**** Data rows ****
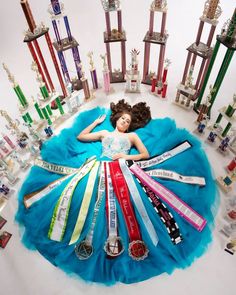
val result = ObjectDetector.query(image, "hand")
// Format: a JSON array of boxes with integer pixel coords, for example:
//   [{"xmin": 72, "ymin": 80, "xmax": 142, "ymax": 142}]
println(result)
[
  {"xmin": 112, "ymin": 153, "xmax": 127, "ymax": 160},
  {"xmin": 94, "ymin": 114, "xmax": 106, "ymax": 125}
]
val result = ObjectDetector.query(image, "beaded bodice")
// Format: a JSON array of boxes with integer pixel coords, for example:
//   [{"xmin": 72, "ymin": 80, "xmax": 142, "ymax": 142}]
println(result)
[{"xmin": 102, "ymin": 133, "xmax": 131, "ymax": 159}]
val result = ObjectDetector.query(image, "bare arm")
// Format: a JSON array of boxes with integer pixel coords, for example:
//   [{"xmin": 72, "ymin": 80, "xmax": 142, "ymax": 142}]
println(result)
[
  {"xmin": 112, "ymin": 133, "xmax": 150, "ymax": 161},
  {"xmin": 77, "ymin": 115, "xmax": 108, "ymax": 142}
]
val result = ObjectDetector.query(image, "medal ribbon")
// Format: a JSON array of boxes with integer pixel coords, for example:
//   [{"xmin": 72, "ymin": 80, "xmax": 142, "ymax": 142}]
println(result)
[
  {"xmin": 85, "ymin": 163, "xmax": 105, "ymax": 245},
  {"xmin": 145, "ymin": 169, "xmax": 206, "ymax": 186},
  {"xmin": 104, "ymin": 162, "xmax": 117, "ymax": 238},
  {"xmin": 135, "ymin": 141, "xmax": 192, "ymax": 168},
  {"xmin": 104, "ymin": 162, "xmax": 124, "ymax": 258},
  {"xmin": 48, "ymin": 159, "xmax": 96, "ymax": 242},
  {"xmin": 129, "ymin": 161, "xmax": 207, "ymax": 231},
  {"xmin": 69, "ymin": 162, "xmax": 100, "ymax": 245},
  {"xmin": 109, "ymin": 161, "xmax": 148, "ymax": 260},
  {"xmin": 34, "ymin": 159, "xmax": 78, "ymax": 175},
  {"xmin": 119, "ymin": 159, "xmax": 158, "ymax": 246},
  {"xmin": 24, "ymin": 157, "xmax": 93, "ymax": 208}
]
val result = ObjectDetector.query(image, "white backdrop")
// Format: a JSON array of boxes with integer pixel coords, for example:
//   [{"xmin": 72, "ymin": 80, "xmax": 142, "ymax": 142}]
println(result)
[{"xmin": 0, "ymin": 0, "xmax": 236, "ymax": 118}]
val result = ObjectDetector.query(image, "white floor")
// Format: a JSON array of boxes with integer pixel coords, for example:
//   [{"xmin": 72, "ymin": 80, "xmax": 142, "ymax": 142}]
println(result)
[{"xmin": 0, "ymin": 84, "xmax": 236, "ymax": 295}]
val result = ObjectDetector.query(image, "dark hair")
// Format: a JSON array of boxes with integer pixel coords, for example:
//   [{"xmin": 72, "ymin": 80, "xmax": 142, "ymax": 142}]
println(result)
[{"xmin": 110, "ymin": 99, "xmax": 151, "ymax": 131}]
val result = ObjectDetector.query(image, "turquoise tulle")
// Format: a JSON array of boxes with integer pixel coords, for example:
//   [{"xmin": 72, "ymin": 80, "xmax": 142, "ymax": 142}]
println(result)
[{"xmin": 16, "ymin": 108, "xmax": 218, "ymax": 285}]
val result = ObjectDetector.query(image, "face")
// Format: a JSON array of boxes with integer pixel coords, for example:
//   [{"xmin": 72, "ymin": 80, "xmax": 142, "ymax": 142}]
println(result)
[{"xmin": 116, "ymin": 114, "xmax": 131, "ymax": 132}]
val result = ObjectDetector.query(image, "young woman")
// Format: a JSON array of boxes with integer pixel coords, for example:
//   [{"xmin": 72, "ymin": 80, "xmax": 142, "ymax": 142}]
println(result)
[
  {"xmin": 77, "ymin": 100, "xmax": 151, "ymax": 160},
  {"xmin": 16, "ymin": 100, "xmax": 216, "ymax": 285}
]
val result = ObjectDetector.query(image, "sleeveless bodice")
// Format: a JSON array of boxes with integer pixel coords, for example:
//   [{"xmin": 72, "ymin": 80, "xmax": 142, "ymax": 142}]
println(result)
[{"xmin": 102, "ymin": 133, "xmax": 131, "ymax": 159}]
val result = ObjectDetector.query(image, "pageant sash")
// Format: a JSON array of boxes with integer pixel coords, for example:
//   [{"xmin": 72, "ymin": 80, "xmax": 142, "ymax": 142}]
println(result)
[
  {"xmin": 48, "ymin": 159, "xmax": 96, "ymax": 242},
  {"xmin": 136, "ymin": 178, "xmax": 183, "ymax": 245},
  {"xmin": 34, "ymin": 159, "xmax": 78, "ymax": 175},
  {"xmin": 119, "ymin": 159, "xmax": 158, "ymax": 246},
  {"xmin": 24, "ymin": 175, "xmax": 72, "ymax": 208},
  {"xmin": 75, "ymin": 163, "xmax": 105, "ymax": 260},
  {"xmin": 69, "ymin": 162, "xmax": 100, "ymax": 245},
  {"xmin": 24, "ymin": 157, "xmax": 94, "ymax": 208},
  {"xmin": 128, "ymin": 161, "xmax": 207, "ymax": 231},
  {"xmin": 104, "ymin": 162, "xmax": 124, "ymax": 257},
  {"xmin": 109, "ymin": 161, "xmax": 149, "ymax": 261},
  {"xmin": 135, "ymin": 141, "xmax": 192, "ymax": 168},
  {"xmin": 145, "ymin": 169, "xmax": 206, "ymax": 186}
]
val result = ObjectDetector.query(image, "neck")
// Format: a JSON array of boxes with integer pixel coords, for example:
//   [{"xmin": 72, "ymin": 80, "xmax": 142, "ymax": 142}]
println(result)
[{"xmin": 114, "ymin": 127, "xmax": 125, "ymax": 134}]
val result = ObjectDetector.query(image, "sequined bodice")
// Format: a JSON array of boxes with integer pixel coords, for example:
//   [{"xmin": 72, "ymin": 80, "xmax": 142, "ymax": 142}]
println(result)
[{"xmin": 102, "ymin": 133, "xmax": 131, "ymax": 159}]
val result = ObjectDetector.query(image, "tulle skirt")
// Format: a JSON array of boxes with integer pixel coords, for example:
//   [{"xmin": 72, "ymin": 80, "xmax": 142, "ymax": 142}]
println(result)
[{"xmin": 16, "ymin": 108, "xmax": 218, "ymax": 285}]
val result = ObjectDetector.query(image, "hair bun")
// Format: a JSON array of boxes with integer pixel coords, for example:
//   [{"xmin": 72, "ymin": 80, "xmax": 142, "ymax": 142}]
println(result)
****
• _Exercise objective_
How many lines above contain the string "tulle"? Reply with the number alone.

• _Solved exercise_
2